• _Texte présenté_:
● ● ● ●

Si quelqu’un a des oreilles pour entendre, qu’il entende

S. Prod’hom

La terrible guerre européenne qui sévit aujourd’hui (1914) a subitement tiré le monde de sa fausse quiétude. En quelques jours, toute sa prospérité financière était, sinon anéantie, du moins très gravement compromise ; les distractions, les plaisirs étaient abandonnés ; la frayeur et l’angoisse étreignaient les âmes ; puis sont venues les batailles qui se succèdent journellement, semant la mort, la destruction, les incendies, provoquant partout des deuils et des désespoirs… De tels événements sont bien de nature à rendre les âmes sérieuses ; et ne pensez-vous pas que, par ces malheurs, Dieu a quelque chose à nous dire ? Oui, il est nécessaire que celui qui a des oreilles pour entendre, entende Sa voix !

Le monde, familier avec les vérités évangéliques, se plait à proclamer la bonté de Dieu, au détriment de son caractère de juge. La pensée que, par cette guerre épouvantable, Dieu veuille châtier les hommes, n’aborde pas les cœurs ; ils attribuent les événements à des causes secondes, certes très réelles, l’orgueil et l’ambition des rois et des peuples, les haines et les jalousies qui en sont la suite, l’âpre recherche d’influence politique et commerciale des uns aux dépens des autres… mais, avec cela, ils oublient les jugements de Dieu. Il leur semble que, de Sa part, ils n’auront rien à craindre, et que Dieu est trop bon pour leur en vouloir. Sans doute, disent-ils, nous avons trop vécu dans l’oubli de ses lois ; prenons des « résolutions viriles » ; introduisons des réformes dans notre existence ; hâtons-nous de reconnaître nos faiblesses, afin que « le Dieu des armées » soit pour nous et que nous puissions accomplir nos desseins. Il nous aidera si nous lui faisons les concessions qu’Il est en droit d’attendre de nous.

Ce langage, pour n’être pas peut-être dans la bouche des hommes, n’en est pas moins certainement dans leur cœur. Ils oublient deux choses : d’abord, que le péché exclut tout homme, qu’il professe ou non le christianisme, de la présence de Dieu et de relations avec Lui ; ensuite, que tout pécheur n’a pas autre chose à attendre que le jugement. Suffit-il, pour être sauvé, d’être né dans un pays chrétien ? Pour gagner la faveur de Dieu, suffit-il de réformer sa vie ? Est-ce à ce prix que Dieu se fera le serviteur de notre volonté, de nos passions, de notre orgueil ? Ou bien sommes-nous des pécheurs perdus, ne méritant autre chose que le jugement, et n’avons-nous d’autre moyen d’y échapper que la repentance et la foi dans le Sauveur ?

Il est parfaitement vrai que Dieu est amour. Il l’a montré en envoyant dans ce monde son Fils unique comme Sauveur : « Dieu a tant aimé le monde, qu’Il a donné son Fils unique, afin que quiconque croit en Lui ne périsse pas, mais qu’il ait la vie éternelle » (Jean 3, 16). Pendant les dix-neuf siècles qui viennent de s’écouler, Dieu n’a cessé de travailler pour rendre les hommes attentifs au salut gratuit qu’il leur offre. Ce temps est appelé à juste titre « le temps de la grâce ». Même le titre de votre almanach vous le dit : Nous sommes encore en « l’an de grâce 1914 ».

● ● ● ●

• _Consigne_:
D'après le texte, quel nom donne-t-on aux dix-neuf siècles pendant lesquels Dieu n'a cessé de travailler pour rendre les hommes attentifs au salut ? Appuyez-vous uniquement sur le texte.

• _Matériel fourni_:
● ● ● ●

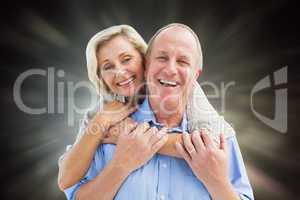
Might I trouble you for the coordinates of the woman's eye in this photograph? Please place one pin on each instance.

● ● ● ●

• _Réponse rédigée_:
Ce temps est appelé « le temps de la grâce ».